[Start of TEXT PASSAGE]

The manufacturer must offset such debits by the deadline for the annual
report for that same model year.
(ii) Failure to offset the debits within the required time period
will be considered a failure to satisfy the conditions upon which the
certificate(s) was issued and will be addressed pursuant to paragraph
(e) of this section.
(g) Interim non-Tier 2 NOX credits and debits; Interim
non-Tier 2 averaging, banking and trading. Interim non-Tier 2
NOX credits must be generated, calculated, tracked,
averaged, banked, traded, accounted for and reported upon separately
from Tier 2 credits. The provisions of this section applicable to Tier
2 NOX credits and debits and Tier 2 averaging banking and
trading are applicable to interim non-Tier 2 LDV/LLDTs and interim non-
Tier 2 HLDT/MDPVs with the following exceptions:
(1) Provisions for early banking under paragraph (c) of this
section do not apply.

[End of TEXT PASSAGE]
[Start of RECORDS SHOWN]

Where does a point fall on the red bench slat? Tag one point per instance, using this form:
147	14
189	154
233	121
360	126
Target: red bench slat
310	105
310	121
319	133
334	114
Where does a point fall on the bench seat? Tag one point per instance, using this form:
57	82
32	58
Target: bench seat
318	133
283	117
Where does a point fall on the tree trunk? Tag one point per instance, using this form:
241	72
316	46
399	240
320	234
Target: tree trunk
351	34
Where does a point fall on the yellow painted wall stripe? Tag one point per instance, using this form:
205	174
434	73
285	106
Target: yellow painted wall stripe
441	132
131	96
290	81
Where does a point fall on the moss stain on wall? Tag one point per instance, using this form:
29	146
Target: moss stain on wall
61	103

[End of RECORDS SHOWN]
[Start of RECORDS SHOWN]

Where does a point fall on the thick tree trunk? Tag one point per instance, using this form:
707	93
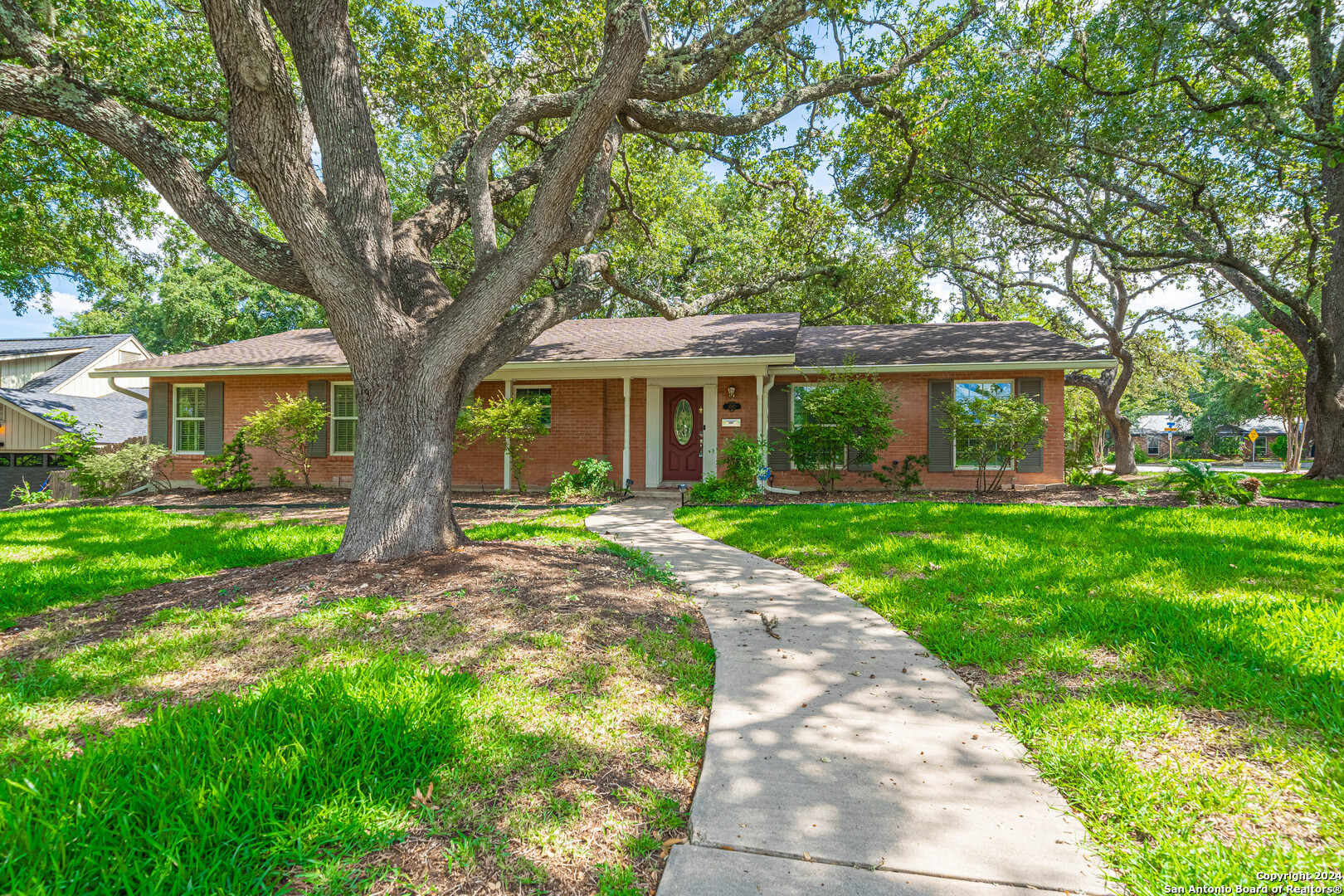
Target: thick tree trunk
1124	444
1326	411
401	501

[End of RECORDS SHOWN]

THE TASKS >>
(a) Count the lines of the records that contain the word "does", treating case as significant. Give only the number.
(b) Continue the passage on interim non-Tier 2 NOx credits and debits, starting after its last sentence.

ANSWERS TO THE TASKS >>
(a) 6

(b)
(2) The fleet average NOX standard used for calculating
credits is 0.30 grams per mile for interim non-Tier 2 LDV/LLDTs and
0.20 g/mi for interim non-Tier 2 HLDT/MDPVs. (The interim non-Tier 2
NOX standard of 0.30 (or 0.20) g/mi replaces 0.07 in the
text and calculation in this section.)
(3) Interim non-Tier 2 NOX credit deficits may be
carried forward for three years subject to the requirements of
Sec. 86.1860-04(e).
45. Section 86.1862-04 is added to read as follows:
Sec. 86.1862-04 Maintenance of records and submittal of information
relevant to compliance with fleet average NOX standards.
(a) Maintenance of records. (1) The manufacturer producing any
light-duty vehicles and/or light-duty trucks subject to the provisions
in this subpart must establish, maintain, and retain the following
information in adequately organized and indexed records for each model
year:
(i) Model year;
(ii) Applicable fleet average NOX standard: 0.07g/mi for
Tier 2 LDV/Ts; 0.30 g/mi for interim non-Tier 2 LDV/LLDTs; or 0.20 g/mi
for interim non-Tier 2 HLDT/MDPVs;
(iii) Fleet average NOX value achieved; and
(iv) All values used in calculating the fleet average
NOX value achieved.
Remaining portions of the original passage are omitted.